## START DATASET RECORDS

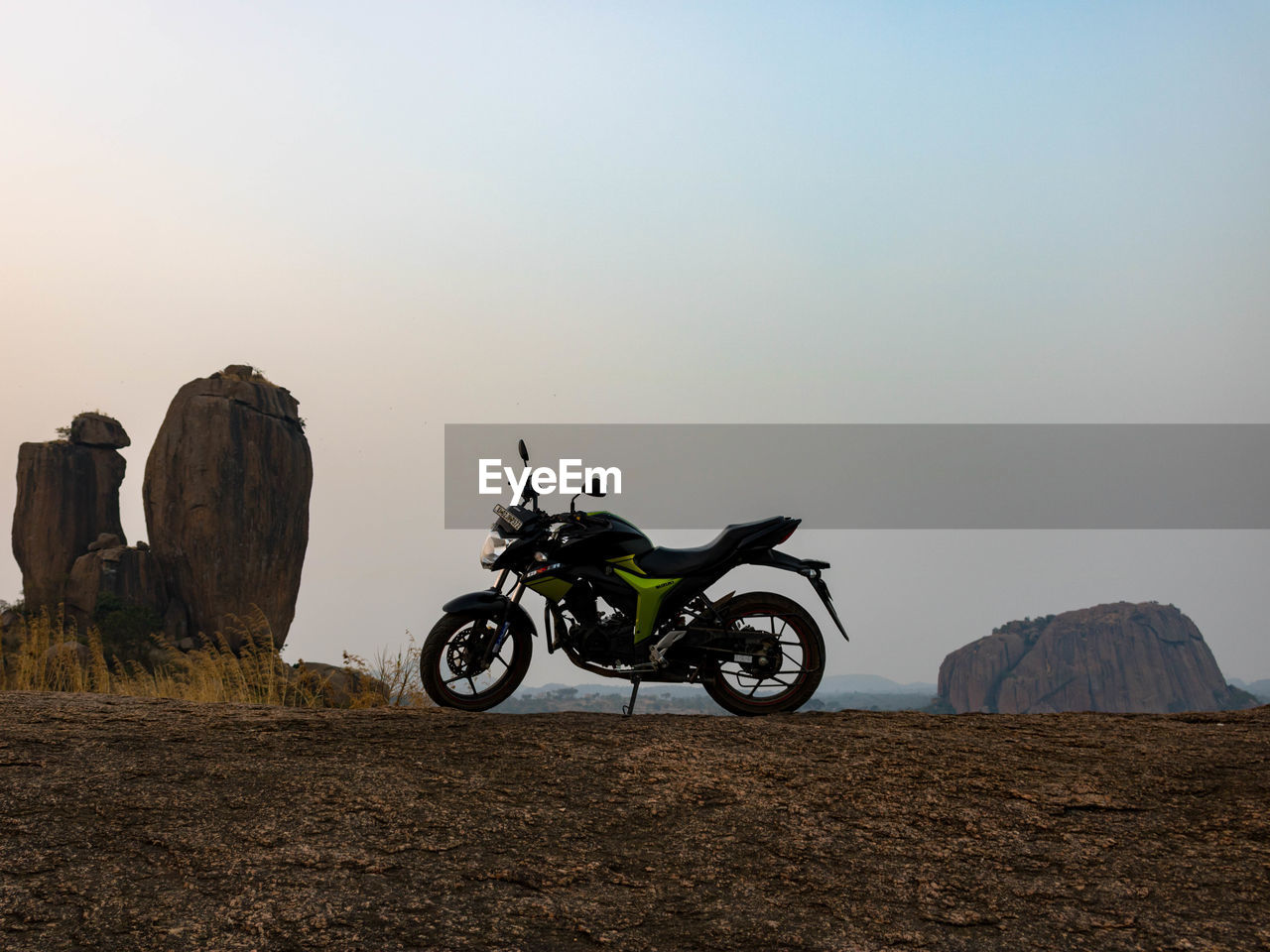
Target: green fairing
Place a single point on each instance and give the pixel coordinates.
(649, 594)
(550, 587)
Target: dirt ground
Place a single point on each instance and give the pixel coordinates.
(135, 824)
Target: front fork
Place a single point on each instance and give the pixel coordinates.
(504, 624)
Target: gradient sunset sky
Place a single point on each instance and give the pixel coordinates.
(425, 213)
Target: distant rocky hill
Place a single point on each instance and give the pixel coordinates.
(1118, 656)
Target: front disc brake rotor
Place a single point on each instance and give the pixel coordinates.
(462, 654)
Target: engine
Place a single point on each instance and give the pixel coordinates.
(610, 640)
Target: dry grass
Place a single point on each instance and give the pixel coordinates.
(48, 653)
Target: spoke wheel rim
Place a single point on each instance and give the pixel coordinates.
(795, 653)
(460, 673)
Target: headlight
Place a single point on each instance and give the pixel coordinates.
(493, 548)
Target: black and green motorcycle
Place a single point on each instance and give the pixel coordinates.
(620, 607)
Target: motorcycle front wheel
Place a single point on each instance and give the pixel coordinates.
(452, 661)
(788, 671)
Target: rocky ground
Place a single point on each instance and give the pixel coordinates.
(139, 824)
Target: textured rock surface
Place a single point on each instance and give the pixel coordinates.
(1119, 656)
(98, 430)
(134, 824)
(226, 502)
(67, 495)
(130, 574)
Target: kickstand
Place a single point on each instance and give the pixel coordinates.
(630, 708)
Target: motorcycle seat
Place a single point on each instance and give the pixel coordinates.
(676, 562)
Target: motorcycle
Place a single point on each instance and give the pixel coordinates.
(620, 607)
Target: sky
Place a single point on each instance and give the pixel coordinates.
(651, 212)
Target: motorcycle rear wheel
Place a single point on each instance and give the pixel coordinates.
(449, 665)
(747, 690)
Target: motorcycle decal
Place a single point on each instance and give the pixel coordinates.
(550, 587)
(649, 594)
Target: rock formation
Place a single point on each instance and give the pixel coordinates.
(67, 495)
(131, 575)
(1116, 656)
(226, 502)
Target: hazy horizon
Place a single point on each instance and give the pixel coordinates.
(417, 214)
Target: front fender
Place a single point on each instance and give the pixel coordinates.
(489, 603)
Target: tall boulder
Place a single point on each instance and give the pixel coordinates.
(226, 502)
(1119, 656)
(67, 495)
(131, 575)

## END DATASET RECORDS

WHAT YOU NEED TO DO:
Exactly reproduce the lines from the one containing "Target: sky" through the end of the records, and only those lines.

WORKED SOLUTION:
Target: sky
Place a single point on each instance and give the pixel coordinates.
(651, 212)
Target: motorcycle rear wheel
Place a single point on each instance and give the pixel coordinates.
(449, 665)
(747, 690)
Target: motorcycle decal
Place a single point on each instance and give the pixel coordinates.
(550, 587)
(649, 594)
Target: rock formation
Place a single point on each instance and give the pixel coordinates.
(67, 495)
(131, 575)
(1116, 656)
(226, 502)
Target: hazy horizon
Place a single point on each instance and give the pixel coordinates.
(417, 214)
Target: front fender
Place a single point on each instance and give the pixel coordinates.
(489, 603)
Target: tall boulder
Place a single point on each instance and give the pixel coordinates.
(226, 502)
(1119, 656)
(67, 495)
(131, 575)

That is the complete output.